## Passage given
--
Europe needs to step up climate action: Environmental group

Brussels, Oct 8 : A day ahead of the European Union Environment Ministers' meeting expected to adopt the EU's position for the UN Climate Summit (COP24) in December, the world's leading body of climate scientists gave strong scientific evidence for the need to keep temperature rise to 1.5 degrees Celsius.

The new IPCC report, ordered and endorsed by all world governments, showed that many of the dire consequences of future warming can be avoided by respecting this limit.

It also confirmed that it is still possible, but requires a rapid and far-reaching shift across all sectors of the economy.

The Intergovernmental Panel on Climate Change (IPCC) special report released on Monday offers the most comprehensive and authoritative assessment of the impact of global warming 1.5 degrees above pre-industrial levels and the action needed to stay below this threshold.

It proves beyond doubt that staying below an increase of 1.5 degrees will significantly reduce the damage from climate change for the poorest and most vulnerable countries, but also for all Europeans.

"Science has given us a message of both urgency and hope.
--
## Data section
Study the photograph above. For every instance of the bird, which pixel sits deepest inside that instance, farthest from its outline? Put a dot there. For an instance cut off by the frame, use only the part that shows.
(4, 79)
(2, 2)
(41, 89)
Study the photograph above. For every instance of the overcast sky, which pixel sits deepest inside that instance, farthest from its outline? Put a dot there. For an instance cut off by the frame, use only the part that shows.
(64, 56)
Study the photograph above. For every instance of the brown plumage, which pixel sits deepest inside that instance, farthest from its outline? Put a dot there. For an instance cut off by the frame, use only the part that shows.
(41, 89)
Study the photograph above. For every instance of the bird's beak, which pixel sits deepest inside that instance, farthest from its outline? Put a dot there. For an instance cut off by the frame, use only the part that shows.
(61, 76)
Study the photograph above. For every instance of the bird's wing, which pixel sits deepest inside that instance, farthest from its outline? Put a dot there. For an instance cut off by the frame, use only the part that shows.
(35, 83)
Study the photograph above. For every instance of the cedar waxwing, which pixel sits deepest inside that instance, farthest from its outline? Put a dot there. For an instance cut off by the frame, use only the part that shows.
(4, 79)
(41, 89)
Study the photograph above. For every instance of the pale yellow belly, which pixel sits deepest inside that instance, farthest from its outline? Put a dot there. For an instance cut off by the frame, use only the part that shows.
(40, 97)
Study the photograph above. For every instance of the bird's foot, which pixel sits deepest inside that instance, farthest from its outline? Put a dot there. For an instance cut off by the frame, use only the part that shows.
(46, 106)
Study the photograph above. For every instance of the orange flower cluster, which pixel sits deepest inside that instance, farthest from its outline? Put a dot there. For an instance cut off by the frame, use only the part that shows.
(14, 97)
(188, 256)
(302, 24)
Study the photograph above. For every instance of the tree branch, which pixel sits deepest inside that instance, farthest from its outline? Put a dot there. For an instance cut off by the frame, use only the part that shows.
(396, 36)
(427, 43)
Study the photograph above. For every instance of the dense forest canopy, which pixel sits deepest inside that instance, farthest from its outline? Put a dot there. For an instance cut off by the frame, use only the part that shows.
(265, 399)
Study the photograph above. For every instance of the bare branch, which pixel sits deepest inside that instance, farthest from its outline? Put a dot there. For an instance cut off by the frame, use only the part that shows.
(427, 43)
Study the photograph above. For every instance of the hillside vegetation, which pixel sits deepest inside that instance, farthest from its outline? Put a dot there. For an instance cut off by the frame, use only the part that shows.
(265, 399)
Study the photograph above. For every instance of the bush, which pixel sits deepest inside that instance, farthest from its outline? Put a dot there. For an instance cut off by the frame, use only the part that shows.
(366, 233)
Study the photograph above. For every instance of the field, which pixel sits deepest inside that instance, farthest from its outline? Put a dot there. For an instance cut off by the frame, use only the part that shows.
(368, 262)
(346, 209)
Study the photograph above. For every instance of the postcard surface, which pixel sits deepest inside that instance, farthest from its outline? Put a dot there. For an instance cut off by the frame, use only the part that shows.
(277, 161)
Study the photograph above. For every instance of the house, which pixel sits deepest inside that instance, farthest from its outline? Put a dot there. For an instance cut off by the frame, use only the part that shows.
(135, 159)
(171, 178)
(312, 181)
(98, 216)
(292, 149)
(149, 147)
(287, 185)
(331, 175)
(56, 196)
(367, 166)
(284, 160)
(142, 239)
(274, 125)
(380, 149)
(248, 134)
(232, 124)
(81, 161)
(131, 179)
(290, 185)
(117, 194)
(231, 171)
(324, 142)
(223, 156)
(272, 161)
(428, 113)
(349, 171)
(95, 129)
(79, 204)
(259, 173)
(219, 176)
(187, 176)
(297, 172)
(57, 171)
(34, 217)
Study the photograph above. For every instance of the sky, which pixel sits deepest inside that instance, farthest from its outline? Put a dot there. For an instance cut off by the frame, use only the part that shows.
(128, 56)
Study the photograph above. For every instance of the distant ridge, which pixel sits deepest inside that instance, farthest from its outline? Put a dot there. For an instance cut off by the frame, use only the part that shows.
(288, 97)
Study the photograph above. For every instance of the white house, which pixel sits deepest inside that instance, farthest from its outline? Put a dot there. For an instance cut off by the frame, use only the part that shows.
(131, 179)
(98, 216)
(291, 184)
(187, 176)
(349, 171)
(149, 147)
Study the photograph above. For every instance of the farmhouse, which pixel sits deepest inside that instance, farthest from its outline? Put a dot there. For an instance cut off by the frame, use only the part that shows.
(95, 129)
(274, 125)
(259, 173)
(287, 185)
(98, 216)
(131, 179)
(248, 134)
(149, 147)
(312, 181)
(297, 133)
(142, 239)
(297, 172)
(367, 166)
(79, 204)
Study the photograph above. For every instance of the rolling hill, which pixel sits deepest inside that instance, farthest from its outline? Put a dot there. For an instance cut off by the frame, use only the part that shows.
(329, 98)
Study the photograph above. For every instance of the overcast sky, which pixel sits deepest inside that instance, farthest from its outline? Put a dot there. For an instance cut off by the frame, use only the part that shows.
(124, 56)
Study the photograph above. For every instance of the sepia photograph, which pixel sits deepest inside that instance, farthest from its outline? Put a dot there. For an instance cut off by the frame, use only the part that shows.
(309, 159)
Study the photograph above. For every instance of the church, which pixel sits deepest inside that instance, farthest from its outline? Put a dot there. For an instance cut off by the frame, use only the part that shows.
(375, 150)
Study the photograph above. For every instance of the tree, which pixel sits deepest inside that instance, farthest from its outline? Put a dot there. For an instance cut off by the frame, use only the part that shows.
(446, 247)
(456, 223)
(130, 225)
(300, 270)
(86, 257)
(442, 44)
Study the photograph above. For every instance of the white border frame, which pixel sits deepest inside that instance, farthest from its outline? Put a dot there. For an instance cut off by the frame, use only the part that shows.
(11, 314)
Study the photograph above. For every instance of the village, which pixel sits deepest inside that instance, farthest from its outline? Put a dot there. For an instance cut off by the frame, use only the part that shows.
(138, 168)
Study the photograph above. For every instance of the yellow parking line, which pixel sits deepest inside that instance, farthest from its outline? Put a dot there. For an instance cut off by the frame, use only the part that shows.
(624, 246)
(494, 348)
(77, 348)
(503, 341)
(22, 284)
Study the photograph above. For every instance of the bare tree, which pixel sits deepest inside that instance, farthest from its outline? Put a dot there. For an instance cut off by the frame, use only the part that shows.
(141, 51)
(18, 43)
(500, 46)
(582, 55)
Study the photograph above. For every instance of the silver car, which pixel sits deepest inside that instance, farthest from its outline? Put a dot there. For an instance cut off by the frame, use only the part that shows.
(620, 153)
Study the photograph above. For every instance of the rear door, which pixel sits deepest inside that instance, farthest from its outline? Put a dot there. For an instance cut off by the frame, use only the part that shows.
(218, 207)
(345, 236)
--
## Prompt 1
According to the climate news article, why is it worth keeping warming to 1.5 degrees Celsius? Answer in one to three sentences.
## Prompt 2
Continue the climate news article from its last sentence.
The records are separate material from the climate news article.

## Written response 1
Respecting the 1.5-degree limit would avoid many of the dire consequences of future warming. It would also significantly reduce the damage from climate change for the poorest and most vulnerable countries and for all Europeans.

## Written response 2
It has made it crystal clear that warming of more than 1.5 degrees Celsius will result in ever wilder extreme weather events.

These in turn would expose us to greater drought, food shortages and economic devastation," Climate Action Network (CAN) Europe Director Wendel Trio said.

"The silver lining in the report is that we still have a chance to stay below 1.5 degrees, that solutions are within our reach and that it will help us build a safer, more prosperous Europe."

CAN is a worldwide network of over 1,300 non-governmental organizations in more than 120 countries.

Jean-Pascal van Ypersele, former IPCC Vice-Chair, professor of climate sciences at UCLouvain in Belgium said: "Climate change is threatening all forms of life on this planet.

This report says the crash is avoidable, and that reducing CO2 emissions to zero is an urgent necessity."

"And it's doable.

We owe that to our kids, and to all young people who would have to live on a too hot planet otherwise."

The new IPCC report clearly states that "if we are to stay below 1.5-degree Celsius mark, we need an unprecedented shift, including accelerating the transition towards a 100 per cent renewable energy system and the replacement of all dirty energy".

The report also proves that through this transformation the world can create a safer and more prosperous future.

Trio added: "The IPCC scientists are sending this message ahead of the all-important COP24 summit in Katowice this year, where governments are expected to commit to step up their climate targets."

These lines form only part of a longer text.